• _Passage shown_
++++

Automated controller for naturally ventilated livestock and poultry buildings

Abstract

A method of controlling ventilation and air quality within naturally ventilated livestock and poultry buildings comprises placing in a controller predetermined parameters of temperature and humidity for the building in question. Temperature and humidity sensors within the building are mounted above the floor with the temperature sensors being located directly above each of the animal or poultry pens. These sensors are connected to the controller to feed through the controller actual conditions of temperature and humidity within the building. The controller compares the actual conditions of temperature and humidity within the building with the predetermined parameters of temperature and humidity stored therein. The controller then increases or decreases the draft of air capable of passing through the ventilation openings to adjust the temperature and humidity within the building to fall within the predetermined parameters in those cases when the measured conditions of temperature and humidity are outside the predetermined parameters. The automated controller for naturally ventilated livestock and poultry buildings is in communication with an elongated livestock compartment which has a plurality of closeable air openings, preferably a ridge vent in the roof and closeable windows in the sides thereof. The controller has stored data therein involving predetermined parameters of temperature and humidity.

Description

This application claims the benefit of U.S. Provisional application Ser. No. 60,007,636, filed Nov. 28, 1995.

BACKGROUND OF THE INVENTION

Confinement buildings for livestock and poultry are very common. These buildings are typically rectangular in shape and have a plurality of side window or roof openings that are used for ventilation purposes. The temperature and humidity conditions within the building must be given close attention because of varying weather conditions on the outside of the building, and because of the heat and dust conditions within the building generated by the animals or birds contained therein. Many such buildings have powered fans to assist in the air quality control within the buildings. Some buildings rely only on natural ventilation, and this invention pertains to buildings which are naturally ventilated.

Naturally ventilated buildings typically have side windows which are closeable by curtains or the like, along with a ridge-vent opening along the ridge of the sloped roof structure.

One of the principal shortcomings of existing naturally ventilated buildings is that outside weather conditions cause temperature and humidity conditions within the building to change, sometimes very rapidly, and the buildings are not able to quickly adjust to these changes. Temperature conditions are always a consideration throughout the year, and humidity conditions are a particular problem in colder seasons. In addition, it is difficult to ascertain different temperature conditions within a building and to accommodate for temperature variations within the same building.

It is therefore a principal object of this invention to provide a control logic and software to control automatically the ventilation openings in a naturally ventilated livestock or poultry building.

A further object of this invention is to provide an automated controller which can quickly adjust the ventilation openings to accommodate for changes in temperature and humidity within the building when those changes occur.

A still further object of this invention is to provide an automatic controller for naturally ventilated livestock and poultry buildings which can accommodate variations of temperature in different parts of a given building.

++++

• _Data shown_
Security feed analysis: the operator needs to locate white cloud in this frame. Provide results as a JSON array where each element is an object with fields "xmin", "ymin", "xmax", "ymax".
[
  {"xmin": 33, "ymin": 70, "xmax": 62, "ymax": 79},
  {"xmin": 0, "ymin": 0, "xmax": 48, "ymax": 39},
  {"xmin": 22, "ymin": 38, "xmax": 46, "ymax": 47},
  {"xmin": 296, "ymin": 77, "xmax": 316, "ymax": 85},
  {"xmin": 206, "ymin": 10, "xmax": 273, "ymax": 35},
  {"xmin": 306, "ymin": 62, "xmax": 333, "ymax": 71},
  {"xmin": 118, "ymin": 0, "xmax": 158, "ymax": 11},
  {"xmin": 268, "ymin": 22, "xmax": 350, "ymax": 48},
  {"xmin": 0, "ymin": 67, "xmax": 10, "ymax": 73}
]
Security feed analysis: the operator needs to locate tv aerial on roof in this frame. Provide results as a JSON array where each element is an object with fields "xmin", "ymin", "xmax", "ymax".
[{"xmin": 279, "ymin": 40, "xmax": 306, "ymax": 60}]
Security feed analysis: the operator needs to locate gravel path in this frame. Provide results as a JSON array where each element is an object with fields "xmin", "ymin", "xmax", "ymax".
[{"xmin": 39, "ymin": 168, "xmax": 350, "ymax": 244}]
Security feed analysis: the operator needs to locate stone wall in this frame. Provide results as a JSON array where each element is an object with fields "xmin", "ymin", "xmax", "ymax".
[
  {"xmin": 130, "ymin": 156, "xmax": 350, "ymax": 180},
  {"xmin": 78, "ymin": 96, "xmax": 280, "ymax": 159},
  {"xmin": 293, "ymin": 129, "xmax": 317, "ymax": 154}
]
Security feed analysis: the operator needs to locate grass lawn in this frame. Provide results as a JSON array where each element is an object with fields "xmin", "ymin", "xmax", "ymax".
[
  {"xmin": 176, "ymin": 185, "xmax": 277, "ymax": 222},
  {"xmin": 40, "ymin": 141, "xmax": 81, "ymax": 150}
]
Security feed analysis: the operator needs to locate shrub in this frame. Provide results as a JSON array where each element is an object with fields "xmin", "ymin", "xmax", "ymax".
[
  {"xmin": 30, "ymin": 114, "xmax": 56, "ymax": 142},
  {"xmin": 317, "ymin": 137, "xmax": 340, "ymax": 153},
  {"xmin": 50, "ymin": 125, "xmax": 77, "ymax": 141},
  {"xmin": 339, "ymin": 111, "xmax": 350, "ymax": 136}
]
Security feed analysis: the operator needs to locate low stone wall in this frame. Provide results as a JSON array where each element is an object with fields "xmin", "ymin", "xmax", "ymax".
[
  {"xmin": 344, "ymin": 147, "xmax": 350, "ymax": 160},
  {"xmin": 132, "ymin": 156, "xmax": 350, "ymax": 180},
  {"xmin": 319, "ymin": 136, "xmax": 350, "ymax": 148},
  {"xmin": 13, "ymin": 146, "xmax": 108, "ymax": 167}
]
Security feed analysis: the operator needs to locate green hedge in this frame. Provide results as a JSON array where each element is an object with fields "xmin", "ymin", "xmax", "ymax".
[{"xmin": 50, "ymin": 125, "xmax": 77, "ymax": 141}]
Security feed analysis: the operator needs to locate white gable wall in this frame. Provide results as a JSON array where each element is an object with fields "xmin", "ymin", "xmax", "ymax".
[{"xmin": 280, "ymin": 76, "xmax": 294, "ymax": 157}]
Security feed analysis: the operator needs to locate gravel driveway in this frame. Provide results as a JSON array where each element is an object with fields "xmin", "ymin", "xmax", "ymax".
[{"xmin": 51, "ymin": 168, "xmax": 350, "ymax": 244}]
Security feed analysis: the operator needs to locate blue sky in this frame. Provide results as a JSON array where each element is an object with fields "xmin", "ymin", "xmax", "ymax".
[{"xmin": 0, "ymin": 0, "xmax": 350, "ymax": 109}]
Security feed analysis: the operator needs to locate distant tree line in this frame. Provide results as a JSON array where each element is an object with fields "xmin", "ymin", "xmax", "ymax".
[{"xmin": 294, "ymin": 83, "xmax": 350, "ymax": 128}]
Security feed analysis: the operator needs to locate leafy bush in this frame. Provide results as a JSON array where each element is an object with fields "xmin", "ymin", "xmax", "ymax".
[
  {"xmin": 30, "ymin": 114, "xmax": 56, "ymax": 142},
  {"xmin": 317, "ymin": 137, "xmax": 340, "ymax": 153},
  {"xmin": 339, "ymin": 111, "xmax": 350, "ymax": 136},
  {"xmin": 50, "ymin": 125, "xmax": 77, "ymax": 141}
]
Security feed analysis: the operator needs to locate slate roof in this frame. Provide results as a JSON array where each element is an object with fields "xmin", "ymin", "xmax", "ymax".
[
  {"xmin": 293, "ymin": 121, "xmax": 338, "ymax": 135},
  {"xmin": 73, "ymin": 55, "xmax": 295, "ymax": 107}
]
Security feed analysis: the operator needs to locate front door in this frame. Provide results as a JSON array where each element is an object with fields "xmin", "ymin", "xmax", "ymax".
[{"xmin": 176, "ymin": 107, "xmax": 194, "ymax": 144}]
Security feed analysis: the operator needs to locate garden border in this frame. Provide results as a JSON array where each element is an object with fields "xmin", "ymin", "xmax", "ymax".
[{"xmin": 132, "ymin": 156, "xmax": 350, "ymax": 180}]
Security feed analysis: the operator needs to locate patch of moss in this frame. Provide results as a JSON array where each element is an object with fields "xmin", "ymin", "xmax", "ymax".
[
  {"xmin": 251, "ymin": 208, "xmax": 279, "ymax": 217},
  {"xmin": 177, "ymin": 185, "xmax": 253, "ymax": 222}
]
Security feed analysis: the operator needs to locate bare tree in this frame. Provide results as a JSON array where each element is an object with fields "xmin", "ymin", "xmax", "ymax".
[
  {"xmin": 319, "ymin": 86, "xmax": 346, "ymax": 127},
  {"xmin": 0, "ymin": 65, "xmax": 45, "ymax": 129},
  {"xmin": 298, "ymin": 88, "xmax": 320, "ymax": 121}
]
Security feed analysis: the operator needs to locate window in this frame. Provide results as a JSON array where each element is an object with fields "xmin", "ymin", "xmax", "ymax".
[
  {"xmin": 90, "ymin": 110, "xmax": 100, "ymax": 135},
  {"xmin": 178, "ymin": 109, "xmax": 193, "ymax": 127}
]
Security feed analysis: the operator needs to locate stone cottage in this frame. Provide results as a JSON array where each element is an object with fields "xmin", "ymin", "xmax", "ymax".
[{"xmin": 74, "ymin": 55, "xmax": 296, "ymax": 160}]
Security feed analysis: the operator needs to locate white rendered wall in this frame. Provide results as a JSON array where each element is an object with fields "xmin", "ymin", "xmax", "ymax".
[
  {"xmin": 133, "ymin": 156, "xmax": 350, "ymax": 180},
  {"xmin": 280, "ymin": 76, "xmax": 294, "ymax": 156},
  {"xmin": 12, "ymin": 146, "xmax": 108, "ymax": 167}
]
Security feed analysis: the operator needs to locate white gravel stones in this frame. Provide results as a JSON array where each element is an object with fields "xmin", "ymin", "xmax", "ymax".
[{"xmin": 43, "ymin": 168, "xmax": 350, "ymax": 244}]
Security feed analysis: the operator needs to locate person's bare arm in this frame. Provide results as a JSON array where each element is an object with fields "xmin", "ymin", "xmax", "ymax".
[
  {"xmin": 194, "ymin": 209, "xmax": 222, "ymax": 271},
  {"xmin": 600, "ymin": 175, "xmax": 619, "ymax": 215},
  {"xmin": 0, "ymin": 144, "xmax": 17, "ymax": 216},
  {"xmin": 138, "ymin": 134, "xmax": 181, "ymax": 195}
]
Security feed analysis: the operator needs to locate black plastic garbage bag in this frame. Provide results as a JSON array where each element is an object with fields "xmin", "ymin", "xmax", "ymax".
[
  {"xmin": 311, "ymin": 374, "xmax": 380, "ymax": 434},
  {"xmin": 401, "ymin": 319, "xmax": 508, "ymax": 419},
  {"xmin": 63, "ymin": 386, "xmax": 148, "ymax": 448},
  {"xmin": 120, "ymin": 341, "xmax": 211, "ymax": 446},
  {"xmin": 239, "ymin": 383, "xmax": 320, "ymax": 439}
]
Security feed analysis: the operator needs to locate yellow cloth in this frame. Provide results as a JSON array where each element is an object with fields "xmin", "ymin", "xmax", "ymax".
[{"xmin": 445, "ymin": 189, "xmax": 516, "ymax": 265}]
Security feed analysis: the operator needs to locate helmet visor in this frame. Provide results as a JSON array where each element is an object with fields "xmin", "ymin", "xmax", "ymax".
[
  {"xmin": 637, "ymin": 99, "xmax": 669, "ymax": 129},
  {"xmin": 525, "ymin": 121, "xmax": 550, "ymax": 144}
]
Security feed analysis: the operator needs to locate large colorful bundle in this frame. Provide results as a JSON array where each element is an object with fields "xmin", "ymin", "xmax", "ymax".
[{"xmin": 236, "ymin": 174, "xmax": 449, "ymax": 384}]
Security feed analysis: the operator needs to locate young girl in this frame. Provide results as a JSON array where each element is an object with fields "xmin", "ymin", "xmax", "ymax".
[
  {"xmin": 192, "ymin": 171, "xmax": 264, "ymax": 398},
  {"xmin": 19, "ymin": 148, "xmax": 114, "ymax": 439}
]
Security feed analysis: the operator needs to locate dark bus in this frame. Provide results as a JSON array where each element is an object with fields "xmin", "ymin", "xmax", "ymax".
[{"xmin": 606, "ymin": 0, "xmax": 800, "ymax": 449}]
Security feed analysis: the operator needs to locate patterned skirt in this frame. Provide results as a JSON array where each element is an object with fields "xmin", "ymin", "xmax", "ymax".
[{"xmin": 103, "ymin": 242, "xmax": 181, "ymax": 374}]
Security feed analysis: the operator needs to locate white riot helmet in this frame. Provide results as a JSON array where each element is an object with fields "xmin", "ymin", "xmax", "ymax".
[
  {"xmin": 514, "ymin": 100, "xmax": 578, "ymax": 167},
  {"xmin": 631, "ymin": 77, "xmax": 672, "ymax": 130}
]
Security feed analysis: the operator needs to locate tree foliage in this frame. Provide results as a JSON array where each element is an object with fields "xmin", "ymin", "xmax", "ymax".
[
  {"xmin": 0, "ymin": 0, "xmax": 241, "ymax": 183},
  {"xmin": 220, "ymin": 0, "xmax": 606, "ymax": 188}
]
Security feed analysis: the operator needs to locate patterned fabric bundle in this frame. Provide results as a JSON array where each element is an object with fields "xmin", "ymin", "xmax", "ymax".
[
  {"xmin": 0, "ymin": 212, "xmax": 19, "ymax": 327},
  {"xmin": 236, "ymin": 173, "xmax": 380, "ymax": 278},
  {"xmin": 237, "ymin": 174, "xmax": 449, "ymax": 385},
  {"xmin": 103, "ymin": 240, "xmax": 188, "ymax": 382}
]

++++

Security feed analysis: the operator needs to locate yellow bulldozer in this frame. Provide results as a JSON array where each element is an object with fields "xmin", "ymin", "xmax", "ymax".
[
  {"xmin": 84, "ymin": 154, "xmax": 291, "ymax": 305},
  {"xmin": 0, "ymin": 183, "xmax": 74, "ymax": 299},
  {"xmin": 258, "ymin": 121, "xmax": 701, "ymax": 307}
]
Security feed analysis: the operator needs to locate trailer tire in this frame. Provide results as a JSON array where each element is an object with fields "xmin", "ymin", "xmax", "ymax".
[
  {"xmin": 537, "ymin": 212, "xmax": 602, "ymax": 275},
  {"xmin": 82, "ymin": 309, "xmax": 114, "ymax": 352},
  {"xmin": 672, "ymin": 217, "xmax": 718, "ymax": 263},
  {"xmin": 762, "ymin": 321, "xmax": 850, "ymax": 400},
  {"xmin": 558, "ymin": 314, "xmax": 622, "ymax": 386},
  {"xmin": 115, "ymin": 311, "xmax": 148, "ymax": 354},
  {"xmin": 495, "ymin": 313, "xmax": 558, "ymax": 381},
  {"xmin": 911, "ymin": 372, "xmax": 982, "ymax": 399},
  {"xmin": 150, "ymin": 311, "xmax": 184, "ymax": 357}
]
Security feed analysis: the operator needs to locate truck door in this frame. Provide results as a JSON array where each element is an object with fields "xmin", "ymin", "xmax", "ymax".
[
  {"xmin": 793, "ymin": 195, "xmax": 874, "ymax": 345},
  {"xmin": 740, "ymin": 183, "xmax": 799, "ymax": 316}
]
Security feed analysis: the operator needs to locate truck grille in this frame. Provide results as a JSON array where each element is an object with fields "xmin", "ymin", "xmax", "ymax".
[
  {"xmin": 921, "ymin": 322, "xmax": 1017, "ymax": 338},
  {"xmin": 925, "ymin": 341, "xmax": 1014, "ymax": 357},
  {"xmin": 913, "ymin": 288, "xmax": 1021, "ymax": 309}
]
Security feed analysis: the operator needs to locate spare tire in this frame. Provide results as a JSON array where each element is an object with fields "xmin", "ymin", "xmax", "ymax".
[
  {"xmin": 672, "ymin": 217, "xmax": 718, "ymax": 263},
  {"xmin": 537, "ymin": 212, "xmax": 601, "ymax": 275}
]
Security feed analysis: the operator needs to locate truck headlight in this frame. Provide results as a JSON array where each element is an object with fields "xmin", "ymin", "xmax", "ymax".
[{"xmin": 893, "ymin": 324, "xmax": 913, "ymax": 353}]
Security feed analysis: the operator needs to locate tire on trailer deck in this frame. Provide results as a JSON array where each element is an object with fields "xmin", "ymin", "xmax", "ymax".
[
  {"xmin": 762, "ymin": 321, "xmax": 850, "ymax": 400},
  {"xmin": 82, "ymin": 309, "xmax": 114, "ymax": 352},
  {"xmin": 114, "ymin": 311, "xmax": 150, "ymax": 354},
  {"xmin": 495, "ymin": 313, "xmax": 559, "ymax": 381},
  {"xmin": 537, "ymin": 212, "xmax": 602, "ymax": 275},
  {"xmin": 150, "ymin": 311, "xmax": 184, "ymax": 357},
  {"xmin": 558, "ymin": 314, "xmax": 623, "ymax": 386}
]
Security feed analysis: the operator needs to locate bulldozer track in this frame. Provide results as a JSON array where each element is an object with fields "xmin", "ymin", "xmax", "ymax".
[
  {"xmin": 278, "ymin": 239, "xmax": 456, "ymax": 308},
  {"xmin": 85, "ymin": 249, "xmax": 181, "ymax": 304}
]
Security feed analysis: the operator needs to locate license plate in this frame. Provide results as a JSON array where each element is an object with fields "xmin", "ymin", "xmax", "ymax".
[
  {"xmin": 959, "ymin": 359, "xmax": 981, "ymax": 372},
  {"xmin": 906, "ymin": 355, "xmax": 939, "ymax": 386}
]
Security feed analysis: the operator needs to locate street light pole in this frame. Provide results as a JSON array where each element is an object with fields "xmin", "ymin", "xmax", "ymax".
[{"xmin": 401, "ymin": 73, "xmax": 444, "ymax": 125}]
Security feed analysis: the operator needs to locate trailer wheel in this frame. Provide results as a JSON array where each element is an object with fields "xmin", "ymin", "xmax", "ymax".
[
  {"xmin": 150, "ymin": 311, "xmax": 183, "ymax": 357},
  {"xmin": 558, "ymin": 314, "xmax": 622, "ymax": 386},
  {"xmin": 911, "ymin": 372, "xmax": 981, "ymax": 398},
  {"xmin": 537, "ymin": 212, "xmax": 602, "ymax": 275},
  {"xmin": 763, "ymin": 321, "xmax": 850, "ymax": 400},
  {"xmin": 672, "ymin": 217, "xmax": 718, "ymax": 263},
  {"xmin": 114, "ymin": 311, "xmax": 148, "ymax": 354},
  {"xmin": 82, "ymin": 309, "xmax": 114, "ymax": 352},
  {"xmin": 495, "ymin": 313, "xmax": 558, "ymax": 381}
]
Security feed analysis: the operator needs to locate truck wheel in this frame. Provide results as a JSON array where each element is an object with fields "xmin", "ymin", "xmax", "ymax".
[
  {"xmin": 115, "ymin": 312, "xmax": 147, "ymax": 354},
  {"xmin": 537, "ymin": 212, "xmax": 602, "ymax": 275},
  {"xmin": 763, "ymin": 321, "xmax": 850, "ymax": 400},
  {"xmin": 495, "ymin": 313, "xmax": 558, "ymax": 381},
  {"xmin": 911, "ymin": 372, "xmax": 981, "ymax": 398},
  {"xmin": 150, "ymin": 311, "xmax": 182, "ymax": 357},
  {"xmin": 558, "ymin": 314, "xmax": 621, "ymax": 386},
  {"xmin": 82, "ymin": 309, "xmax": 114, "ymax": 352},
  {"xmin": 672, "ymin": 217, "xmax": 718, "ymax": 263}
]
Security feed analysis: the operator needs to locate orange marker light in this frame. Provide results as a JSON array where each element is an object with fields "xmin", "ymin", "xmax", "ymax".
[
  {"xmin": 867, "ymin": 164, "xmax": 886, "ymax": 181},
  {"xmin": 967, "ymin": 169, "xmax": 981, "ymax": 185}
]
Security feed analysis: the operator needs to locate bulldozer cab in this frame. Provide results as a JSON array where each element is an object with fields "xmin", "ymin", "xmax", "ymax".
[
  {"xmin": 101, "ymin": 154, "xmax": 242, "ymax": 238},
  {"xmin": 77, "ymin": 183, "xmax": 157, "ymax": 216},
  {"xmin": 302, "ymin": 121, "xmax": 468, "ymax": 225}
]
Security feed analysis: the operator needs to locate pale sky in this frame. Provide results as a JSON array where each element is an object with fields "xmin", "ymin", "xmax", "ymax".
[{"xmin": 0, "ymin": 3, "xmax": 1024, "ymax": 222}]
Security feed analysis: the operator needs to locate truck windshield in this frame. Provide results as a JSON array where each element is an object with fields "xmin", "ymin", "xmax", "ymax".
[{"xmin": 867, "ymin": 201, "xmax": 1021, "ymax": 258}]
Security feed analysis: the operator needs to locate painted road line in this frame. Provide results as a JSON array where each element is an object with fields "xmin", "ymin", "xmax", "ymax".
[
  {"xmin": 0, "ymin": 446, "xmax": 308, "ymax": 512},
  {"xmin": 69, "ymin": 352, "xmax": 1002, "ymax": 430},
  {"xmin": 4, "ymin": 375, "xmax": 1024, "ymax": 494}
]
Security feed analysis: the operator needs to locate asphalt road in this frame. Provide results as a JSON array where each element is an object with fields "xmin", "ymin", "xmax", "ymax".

++++

• _Exercise aim_
Copy word for word the part of the livestock building ventilation text between "It is therefore" and "a given building.", inclusive.

• _Response to the exercise_
It is therefore a principal object of this invention to provide a control logic and software to control automatically the ventilation openings in a naturally ventilated livestock or poultry building.

A further object of this invention is to provide an automated controller which can quickly adjust the ventilation openings to accommodate for changes in temperature and humidity within the building when those changes occur.

A still further object of this invention is to provide an automatic controller for naturally ventilated livestock and poultry buildings which can accommodate variations of temperature in different parts of a given building.